> STATED PROBLEM
Can you output, word for word, the passage of the Cassandra consistency thread between "On Apr 17, 2011, at" and "to confirm it.", inclusive?

--- START SUPPLIED TEXT ---

Re: Consistency model

James Cipar Sun, 17 Apr 2011 07:10:07 -0700

I'm pretty new to Cassandra, but I've also written a client in C++ using the 
thrift API directly.  From what I've seen, wrapping writes in a retry loop is 
pretty much mandatory because if you are pushing a lot of data around, you're 
basically guaranteed to have TimedOutExceptions.  I suppose what I'm getting at 
is: if you don't have consistency in the case of a TimedOutException, you don't 
have consistency for any high-throughput application.  Is there a solution to 
this that I am missing?



On Apr 17, 2011, at 9:42 AM, William Oberman wrote:

> At first I was concerned and was going to +1  on a fix, but I think I was 
> confused on one detail and I'd like to confirm it.
> -An unsuccessful write implies readers can see either the old or new value
> ?
> 
> The trick is using a library, it sounds like there is a period of time a 
> write is unsuccessful but you don't know about it (as the retry is internal). 
>  But, (assuming writes are idempotent) QUORUM is actually consistent from 
> successful writes to successful reads... right?
> 
> On Sun, Apr 17, 2011 at 1:53 AM, Jonathan Ellis <jbel...@gmail.com> wrote:
> Tyler is correct, because Cassandra doesn't wait until repair writes
> are acked before the answer is returned. This is something we can fix.
> 
> On Sun, Apr 17, 2011 at 12:05 AM, Sean Bridges <sean.brid...@gmail.com> wrote:
> > Tyler, your answer seems to contradict this email by Jonathan Ellis
> > [1].  In it Jonathan says,
> >
> > "The important guarantee this gives you is that once one quorum read
> > sees the new value, all others will too.   You can't see the newest
> > version, then see an older version on a subsequent write [sic, I
> > assume he meant read], which is the characteristic of non-strong
> > consistency"
> >
> > Jonathan also says,
> >
> > "{X, Y} and {X, Z} are equivalent: one node with the write, and one
> > without. The read will recognize that X's version needs to be sent to
> > Z, and the write will be complete.  This read and all subsequent ones
> > will see the write.  (Z [sic, I assume he meant Y] will be replicated
> > to asynchronously via read repair.)"

--- END SUPPLIED TEXT ---
--- START ENTRIES PROVIDED ---

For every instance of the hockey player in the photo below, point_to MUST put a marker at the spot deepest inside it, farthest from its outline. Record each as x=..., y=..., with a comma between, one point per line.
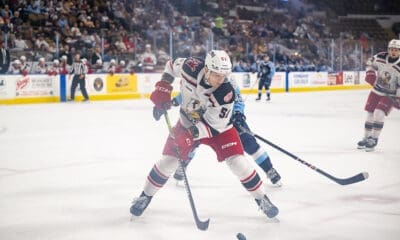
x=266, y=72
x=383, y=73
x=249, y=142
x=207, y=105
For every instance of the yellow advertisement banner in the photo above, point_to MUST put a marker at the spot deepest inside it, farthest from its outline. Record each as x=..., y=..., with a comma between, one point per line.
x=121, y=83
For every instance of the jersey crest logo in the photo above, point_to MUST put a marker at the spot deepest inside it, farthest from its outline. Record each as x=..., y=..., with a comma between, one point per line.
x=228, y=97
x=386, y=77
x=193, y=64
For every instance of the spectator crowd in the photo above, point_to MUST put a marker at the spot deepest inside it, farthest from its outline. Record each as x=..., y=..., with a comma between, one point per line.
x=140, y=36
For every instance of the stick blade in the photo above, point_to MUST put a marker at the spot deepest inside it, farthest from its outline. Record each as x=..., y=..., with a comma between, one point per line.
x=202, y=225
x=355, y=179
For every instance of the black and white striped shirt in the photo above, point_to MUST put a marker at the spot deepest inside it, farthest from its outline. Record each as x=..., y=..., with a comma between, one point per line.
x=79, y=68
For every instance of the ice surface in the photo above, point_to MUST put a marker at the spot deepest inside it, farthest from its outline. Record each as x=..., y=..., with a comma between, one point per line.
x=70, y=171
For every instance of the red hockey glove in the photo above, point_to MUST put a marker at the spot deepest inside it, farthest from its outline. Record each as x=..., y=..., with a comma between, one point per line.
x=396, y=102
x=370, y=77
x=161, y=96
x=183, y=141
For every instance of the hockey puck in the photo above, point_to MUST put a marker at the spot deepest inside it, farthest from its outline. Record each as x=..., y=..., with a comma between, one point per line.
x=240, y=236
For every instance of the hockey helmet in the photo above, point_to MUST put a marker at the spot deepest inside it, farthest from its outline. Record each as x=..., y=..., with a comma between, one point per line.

--- END ENTRIES PROVIDED ---

> OUTPUT
On Apr 17, 2011, at 9:42 AM, William Oberman wrote:

> At first I was concerned and was going to +1  on a fix, but I think I was 
> confused on one detail and I'd like to confirm it.